● Provided passage
++++

A mediation PAC would provide professional representation with the objective of improving governmental and business affairs though the increased use of mediation. We would communicate with populations of elected and career decision makers and policy formulators in federal, state, and local governments, and Non-Governmental Organizations (NGOs). We also need to perform some measure of outreach directly to corporate and private enterprise entities. Why limit our efforts only to domestic US governmental units, NGOs, and other entities? We could also present to foreign governmental and corporate interests as well.

The mission would be to inform them how principles of mediation could be helpful to them.

The mission would be to inform them of how principles of mediation could be helpful to them. Talk with them, share information, earn their confidence, learn their needs, and propose solutions, or elements towards solutions, that would benefit them by using mediation. As they become better educated about what we can do, they will begin to come up with more applications for us. New applications which we would likely never be able to imagine from our perspective standing outside of their ‘crucibles’ of policy formulation.

Personally, I generally believe in the principles of enlightened self-interest and how most things in life are driven according to those rules. Nothing happens in this world unless it is connected, in one way or another, to the benefit of a set of interests. The parameters of that personal or organizational benefit can span the extremes of the spectrum from selfless altruism to selfish avarice. Accordingly, we need to ‘get out there’ and clearly communicate how mediation pragmatically and practically benefits our target groups. If we cannot formulate our appeal to suit their needs or interests we should respectfully not waste their time or ours.

An Outreach Campaign of Mediation Evangelism in three parts

The first example of what this outreach campaign might term ‘Mediation Evangelism’ stands in politics or public policy. This approach focuses on the interests of political leaders and is designed to spark their self interest in relation to our profession. We demonstrate to them a model for how high-profile and politically dangerous conflicts can be resolved directly by the stakeholders themselves in a collaborative manner. This would be very attractive to elected officials in some situations as it can resolve thorny problems, satisfying all concerned parties, in a way minimizing political risk and vulnerability. This would be win-win for all the stakeholders: the constituents; the officials; our culture in general; and certainly for our profession.

++++

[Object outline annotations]
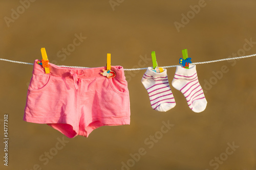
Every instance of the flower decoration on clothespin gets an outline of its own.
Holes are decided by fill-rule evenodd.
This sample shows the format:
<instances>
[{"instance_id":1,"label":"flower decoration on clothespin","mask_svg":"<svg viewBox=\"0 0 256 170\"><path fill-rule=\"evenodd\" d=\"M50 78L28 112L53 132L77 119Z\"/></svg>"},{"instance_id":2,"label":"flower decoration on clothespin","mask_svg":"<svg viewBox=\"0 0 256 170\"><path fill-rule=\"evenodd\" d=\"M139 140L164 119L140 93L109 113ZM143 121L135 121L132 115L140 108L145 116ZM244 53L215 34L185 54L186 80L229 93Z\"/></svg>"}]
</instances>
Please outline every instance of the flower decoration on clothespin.
<instances>
[{"instance_id":1,"label":"flower decoration on clothespin","mask_svg":"<svg viewBox=\"0 0 256 170\"><path fill-rule=\"evenodd\" d=\"M192 63L192 62L191 61L191 58L188 57L187 49L182 50L182 52L183 58L180 58L180 64L181 64L181 65L182 65L183 68L189 69L189 63Z\"/></svg>"},{"instance_id":2,"label":"flower decoration on clothespin","mask_svg":"<svg viewBox=\"0 0 256 170\"><path fill-rule=\"evenodd\" d=\"M42 59L41 61L37 61L37 64L42 66L42 67L46 70L46 74L49 74L50 64L49 64L48 57L47 57L45 48L41 48L41 53L42 54Z\"/></svg>"},{"instance_id":3,"label":"flower decoration on clothespin","mask_svg":"<svg viewBox=\"0 0 256 170\"><path fill-rule=\"evenodd\" d=\"M106 70L102 69L103 72L100 74L106 76L107 78L110 79L116 76L116 72L111 70L111 55L110 54L108 54L106 55Z\"/></svg>"},{"instance_id":4,"label":"flower decoration on clothespin","mask_svg":"<svg viewBox=\"0 0 256 170\"><path fill-rule=\"evenodd\" d=\"M156 57L156 52L152 52L151 53L151 57L152 57L152 62L153 64L153 71L160 73L163 71L163 69L162 67L158 67L158 64L157 64L157 58Z\"/></svg>"}]
</instances>

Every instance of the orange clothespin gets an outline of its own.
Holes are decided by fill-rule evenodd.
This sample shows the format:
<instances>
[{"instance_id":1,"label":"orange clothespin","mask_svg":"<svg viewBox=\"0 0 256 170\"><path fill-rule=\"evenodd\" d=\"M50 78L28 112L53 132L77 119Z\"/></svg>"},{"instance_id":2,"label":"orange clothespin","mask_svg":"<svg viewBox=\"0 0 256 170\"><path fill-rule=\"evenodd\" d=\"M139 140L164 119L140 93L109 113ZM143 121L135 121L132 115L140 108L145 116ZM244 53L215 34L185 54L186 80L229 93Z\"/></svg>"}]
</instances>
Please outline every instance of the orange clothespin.
<instances>
[{"instance_id":1,"label":"orange clothespin","mask_svg":"<svg viewBox=\"0 0 256 170\"><path fill-rule=\"evenodd\" d=\"M46 74L50 73L50 64L49 64L48 57L46 54L45 48L41 48L41 53L42 54L42 61L41 62L37 61L37 64L41 65L42 67L45 68Z\"/></svg>"}]
</instances>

++++

● Written problem
Translate into Spanish this sentence from the passage on mediation outreach: "Nothing happens in this world unless it is connected, in one way or another, to the benefit of a set of interests." The data were drawn from a separate source unrelated to the text.

● Exercise solution
Nada sucede en este mundo a menos que esté vinculado, de una u otra manera, al beneficio de un conjunto de intereses.